PASSAGE PROVIDED:
— start —

The Saldosa Maloca restaurant



• Please click on the photos above or here to see all 38 photos of the Saldosa Maloca restaurant on the island of Combú.

Evelin shared her reflections: Look at its architecture: local material is being used, and the result is immensely beautiful, in contrast to the concrete blocks in Belém. I hear sceptics counter: ‘But, with these local materials you cannot build high rise buildings!’ I know this debate only too well from my time in Egypt, a country that was blessed with a genial architect, Hassan Fathy, who had re-introduced the pharaonic architecture with lime stone and mudbrick. Sanaa in Yemen shows that this kind of architecture can create buildings that have several floors. Yet, this architecture is not what we see being realised. What we see, instead, are investors seeking opportunities, they get a piece of land, and a building with more floors will render more profit than a building with less floors. The investor will hire an architect who has some prototypes in the drawer of his office, which he will then multiply, so as to deliver a mass produced building or a mass-produced composite of buildings, so ugly and impersonal that not the investor himself nor the architect would ever voluntarily want to live in them themselves.

After admiring the beautiful architecture, the organic herb garden, the biogas plant, and the lovely baskets for the separation of waste, please see also the small videos we made:

Please watch the short video with Flavia Saldosa Maloca restaurant on Combú island.

This is Aline Voos, a visitor to Combú island, who kindly took it upon her to explain Andiroba to Evelin Lindner. Please watch the short video.

Ubuçu is a very common palm in the Brazilian Amazon being found on the banks of the floodplains mainly in the states of Amazonas, Pará, and Amapá. The stem of this palm reaches 3 to 5 meters high and 3 centimeters thick. The leaves reach 5 to 7 meters in length and they stay in the stem after they dry. People living along the river use its leaves to cover houses to protect them from the rain and the sun. The tough, flexible natural vegetable fibers that surround the fruits of the palm tree are what is called Tururi. These fibers are widely used in the making of crafts and fashion utilities. Before use, the fiber undergoes a softening process by washing in running water to remove impurities. Its natural colour is dark brown. See the Tururi that Evelin bought on the left side and a short video showing the palm tree and the leaves on the right side.

— end —

PROVIDED DATA:

— start —

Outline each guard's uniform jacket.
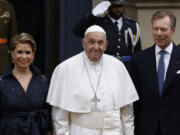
[0,0,17,74]
[73,14,141,72]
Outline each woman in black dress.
[0,33,50,135]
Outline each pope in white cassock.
[47,25,138,135]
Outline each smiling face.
[82,32,108,62]
[152,16,175,49]
[11,43,35,69]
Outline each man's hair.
[10,33,36,52]
[151,10,176,29]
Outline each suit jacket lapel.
[163,44,180,95]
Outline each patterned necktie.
[158,50,166,97]
[114,21,119,31]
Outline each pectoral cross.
[91,94,100,111]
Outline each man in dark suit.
[133,10,180,135]
[73,0,141,71]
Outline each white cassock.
[47,52,138,135]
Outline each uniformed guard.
[0,0,17,74]
[73,0,141,72]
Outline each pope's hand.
[92,1,110,16]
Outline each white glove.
[92,1,110,16]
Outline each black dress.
[0,66,50,135]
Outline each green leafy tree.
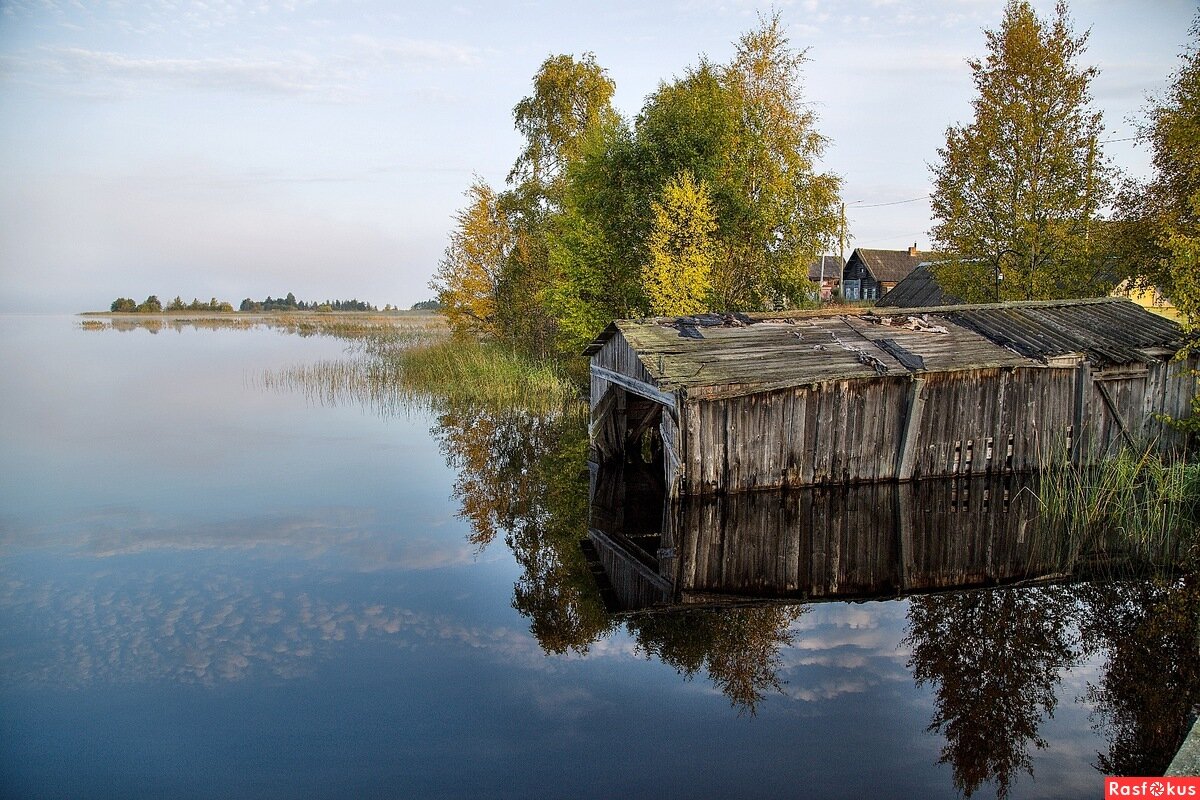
[1115,14,1200,329]
[497,53,618,357]
[722,12,840,308]
[430,180,515,336]
[930,0,1112,301]
[905,587,1079,798]
[548,14,839,351]
[642,172,716,315]
[509,53,617,193]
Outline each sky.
[0,0,1196,312]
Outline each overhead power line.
[848,194,929,209]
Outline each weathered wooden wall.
[668,479,1074,599]
[592,333,1196,494]
[680,362,1195,494]
[1080,356,1198,458]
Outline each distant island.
[102,291,442,314]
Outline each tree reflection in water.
[267,362,1200,782]
[905,587,1079,798]
[1078,575,1200,775]
[629,606,804,715]
[433,407,802,714]
[433,405,616,654]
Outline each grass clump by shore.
[1038,449,1200,558]
[262,331,582,415]
[382,337,581,411]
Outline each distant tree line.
[109,291,379,313]
[238,291,378,311]
[109,295,166,314]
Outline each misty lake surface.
[0,315,1200,798]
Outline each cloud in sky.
[0,0,1194,311]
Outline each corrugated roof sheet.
[850,247,934,283]
[876,261,962,308]
[809,255,846,281]
[946,300,1182,366]
[587,299,1183,395]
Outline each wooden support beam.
[588,528,674,593]
[592,365,676,414]
[896,378,925,481]
[1094,380,1138,450]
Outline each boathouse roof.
[584,297,1184,395]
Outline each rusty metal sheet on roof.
[588,299,1184,397]
[617,317,1027,393]
[946,302,1181,366]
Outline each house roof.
[850,247,934,283]
[876,261,962,308]
[586,299,1183,397]
[809,255,846,281]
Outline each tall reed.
[1038,449,1200,560]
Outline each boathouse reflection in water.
[584,464,1200,796]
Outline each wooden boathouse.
[584,297,1196,497]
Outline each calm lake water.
[0,317,1200,798]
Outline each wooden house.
[841,245,934,300]
[809,255,846,300]
[586,297,1196,495]
[875,261,962,308]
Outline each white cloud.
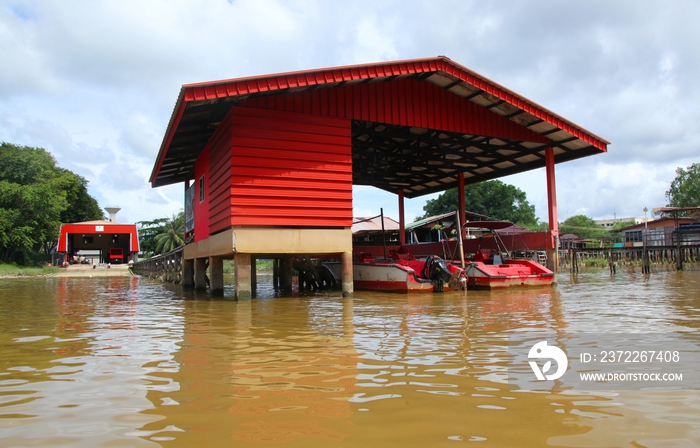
[0,0,700,221]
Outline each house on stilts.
[144,56,609,299]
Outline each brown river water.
[0,271,700,447]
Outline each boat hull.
[325,263,434,293]
[467,260,554,289]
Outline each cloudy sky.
[0,0,700,222]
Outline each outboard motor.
[423,255,452,292]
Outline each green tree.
[666,163,700,207]
[419,180,542,227]
[559,215,609,238]
[155,212,185,254]
[136,218,168,257]
[0,142,103,263]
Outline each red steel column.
[457,173,467,239]
[399,190,406,246]
[545,148,559,272]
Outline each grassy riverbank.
[0,264,61,277]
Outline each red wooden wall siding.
[240,78,550,143]
[194,144,211,242]
[206,108,237,236]
[209,107,352,233]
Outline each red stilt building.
[150,56,609,298]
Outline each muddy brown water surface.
[0,270,700,447]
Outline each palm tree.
[154,212,185,254]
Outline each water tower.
[105,205,121,222]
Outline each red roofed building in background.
[56,207,139,264]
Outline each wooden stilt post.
[341,252,354,297]
[194,258,207,291]
[209,257,224,296]
[182,259,194,288]
[234,252,252,301]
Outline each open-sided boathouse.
[141,56,609,299]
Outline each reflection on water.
[0,271,700,447]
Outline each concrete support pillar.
[341,251,354,297]
[209,257,224,296]
[545,148,559,274]
[250,257,258,297]
[194,258,207,291]
[280,257,294,291]
[233,252,253,301]
[182,259,194,288]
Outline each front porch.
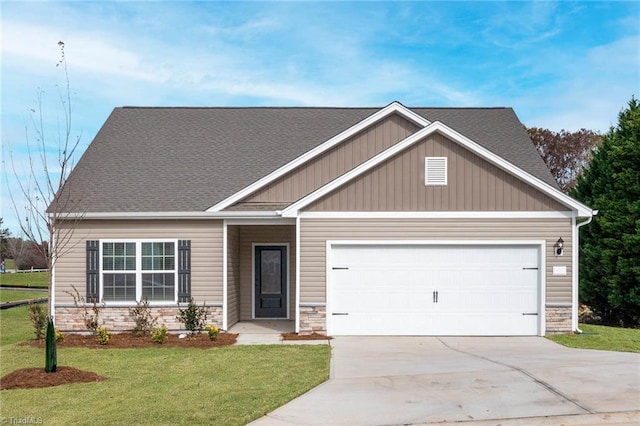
[222,225,296,336]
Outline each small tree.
[571,97,640,327]
[527,127,602,192]
[0,217,11,260]
[9,41,83,322]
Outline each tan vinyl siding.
[239,225,296,321]
[300,218,572,305]
[227,226,240,327]
[55,220,222,304]
[242,114,417,209]
[306,134,568,211]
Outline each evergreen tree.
[572,97,640,327]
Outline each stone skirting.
[300,306,327,334]
[545,306,573,334]
[55,305,222,332]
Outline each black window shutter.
[86,240,100,303]
[178,240,191,303]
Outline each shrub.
[176,299,207,334]
[130,298,157,336]
[65,285,104,335]
[207,325,220,340]
[151,325,168,344]
[29,302,47,340]
[96,327,111,345]
[44,317,58,373]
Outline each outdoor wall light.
[553,237,564,256]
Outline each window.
[424,157,447,186]
[102,241,177,302]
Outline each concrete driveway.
[254,337,640,425]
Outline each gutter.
[573,210,598,334]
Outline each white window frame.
[98,238,178,306]
[424,157,449,186]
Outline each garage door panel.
[328,245,539,335]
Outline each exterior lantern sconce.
[553,237,564,256]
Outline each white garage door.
[327,244,540,336]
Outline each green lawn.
[547,324,640,352]
[0,307,331,425]
[0,272,49,288]
[0,288,48,303]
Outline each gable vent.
[424,157,447,185]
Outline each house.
[51,102,594,335]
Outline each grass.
[0,288,47,303]
[0,272,49,288]
[0,307,330,425]
[547,324,640,352]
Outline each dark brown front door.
[254,246,287,318]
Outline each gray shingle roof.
[56,107,556,212]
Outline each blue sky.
[1,1,640,234]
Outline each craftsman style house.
[51,102,594,335]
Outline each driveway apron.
[254,337,640,425]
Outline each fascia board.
[282,121,593,217]
[207,101,431,212]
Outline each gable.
[228,114,418,210]
[304,132,569,211]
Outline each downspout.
[572,210,598,334]
[295,215,300,333]
[222,220,229,331]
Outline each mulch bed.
[21,333,238,349]
[0,367,107,390]
[0,333,238,390]
[282,333,332,340]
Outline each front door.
[254,245,287,318]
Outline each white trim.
[327,239,547,246]
[282,121,593,217]
[293,216,300,333]
[325,240,547,336]
[571,215,598,333]
[297,211,575,219]
[222,221,229,330]
[251,242,291,321]
[98,238,179,307]
[207,101,430,212]
[59,210,280,220]
[225,218,296,226]
[571,217,579,331]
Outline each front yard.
[547,324,640,352]
[0,307,330,425]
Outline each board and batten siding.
[241,114,418,204]
[239,225,296,321]
[227,226,240,328]
[305,134,568,211]
[55,219,222,306]
[300,218,572,305]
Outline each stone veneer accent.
[300,306,327,334]
[545,305,573,334]
[55,305,222,332]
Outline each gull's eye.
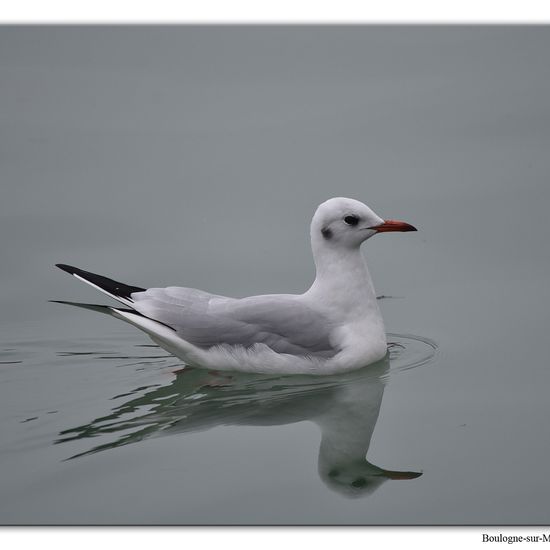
[344,216,359,225]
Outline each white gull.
[56,197,416,374]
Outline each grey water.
[0,26,550,525]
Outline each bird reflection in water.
[56,358,421,497]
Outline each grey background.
[0,26,550,524]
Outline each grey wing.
[132,287,339,357]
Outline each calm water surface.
[0,27,550,525]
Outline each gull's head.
[311,197,416,248]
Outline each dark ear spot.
[321,227,332,241]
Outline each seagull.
[54,201,416,375]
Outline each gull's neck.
[306,235,380,319]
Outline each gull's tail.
[55,264,146,309]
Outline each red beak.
[369,220,417,233]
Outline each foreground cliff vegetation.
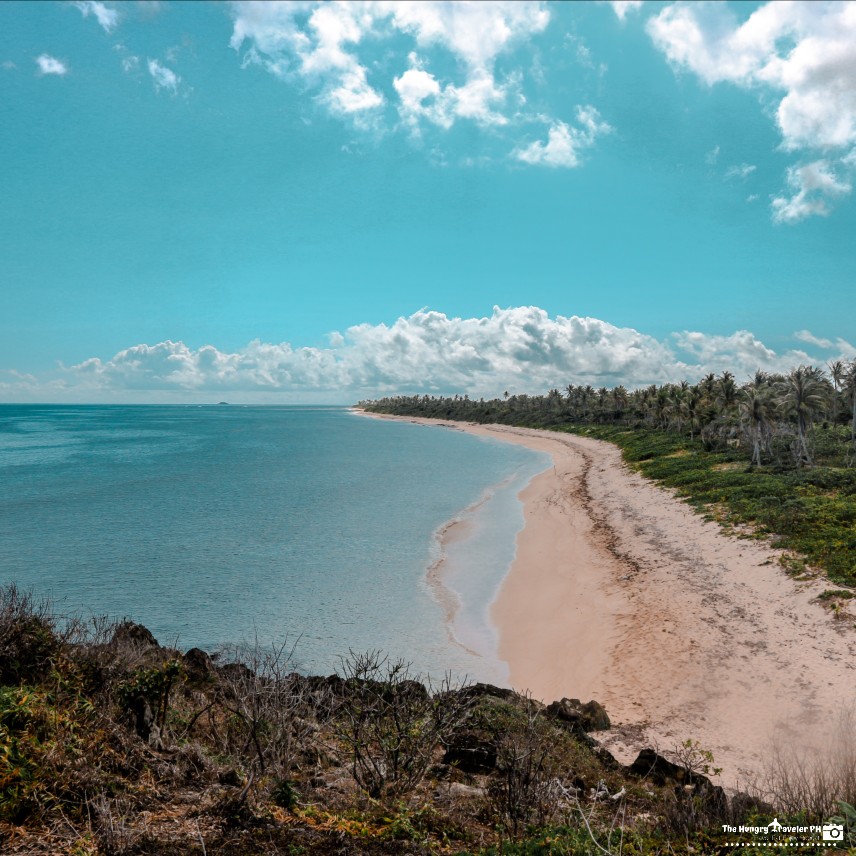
[0,587,856,856]
[360,360,856,588]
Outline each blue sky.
[0,0,856,402]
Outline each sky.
[0,0,856,404]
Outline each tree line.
[359,359,856,468]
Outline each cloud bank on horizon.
[0,0,856,400]
[5,306,856,403]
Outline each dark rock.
[181,648,216,683]
[217,767,244,788]
[110,621,160,648]
[215,663,256,685]
[627,749,696,785]
[459,684,520,702]
[547,698,611,732]
[131,696,155,741]
[443,731,496,774]
[627,749,728,816]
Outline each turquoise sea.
[0,405,549,682]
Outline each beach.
[362,417,856,787]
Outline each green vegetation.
[361,361,856,586]
[0,587,856,856]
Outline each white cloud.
[609,0,642,21]
[36,54,68,77]
[772,160,852,223]
[230,0,549,133]
[648,0,856,222]
[725,163,758,180]
[50,306,853,402]
[147,59,181,95]
[71,0,119,33]
[794,330,835,349]
[515,106,612,168]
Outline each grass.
[558,426,856,587]
[8,587,852,856]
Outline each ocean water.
[0,405,548,682]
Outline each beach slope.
[362,419,856,785]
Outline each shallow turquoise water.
[0,405,546,680]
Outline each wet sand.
[356,412,856,786]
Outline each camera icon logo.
[821,823,844,841]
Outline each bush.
[334,651,471,797]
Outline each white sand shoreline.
[354,408,856,785]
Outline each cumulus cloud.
[515,106,612,168]
[71,0,119,33]
[147,59,181,95]
[230,0,550,131]
[36,54,68,77]
[648,0,856,222]
[794,330,856,360]
[725,163,757,180]
[772,160,852,223]
[609,0,642,21]
[56,306,852,401]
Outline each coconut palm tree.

— end —

TASKS TO PERFORM:
a) Reproduce the Saldosa Maloca passage between "Please watch the short video with" and "the short video.", inclusive.
b) Summarize the Saldosa Maloca passage in two sentences.
c) Using the Saldosa Maloca passage, decide whether each statement is accurate, answering yes or no and quoting the words that settle it: (i) The stem of the Ubuçu palm reaches 3 to 5 meters high. (ii) Tururi fiber is naturally light brown. (iii) Evelin contrasts the restaurant's architecture with the concrete blocks in Belém.

ANSWERS BELOW:
a)
Please watch the short video with Flavia Saldosa Maloca restaurant on Combú island.

This is Aline Voos, a visitor to Combú island, who kindly took it upon her to explain Andiroba to Evelin Lindner. Please watch the short video.

b) The Saldosa Maloca restaurant on Combú island is built from local material, which Evelin finds immensely beautiful compared with the concrete blocks in Belém and with the ugly, mass-produced buildings that investors and architects put up for profit. The Ubuçu palm of the Brazilian Amazon has leaves that river dwellers use to cover their houses, and the fibers around its fruits, called Tururi, are softened by washing and used in crafts and fashion utilities.

c)
(i) Yes: "The stem of this palm reaches 3 to 5 meters high"
(ii) No: "Its natural colour is dark brown."
(iii) Yes: "in contrast to the concrete blocks in Belém"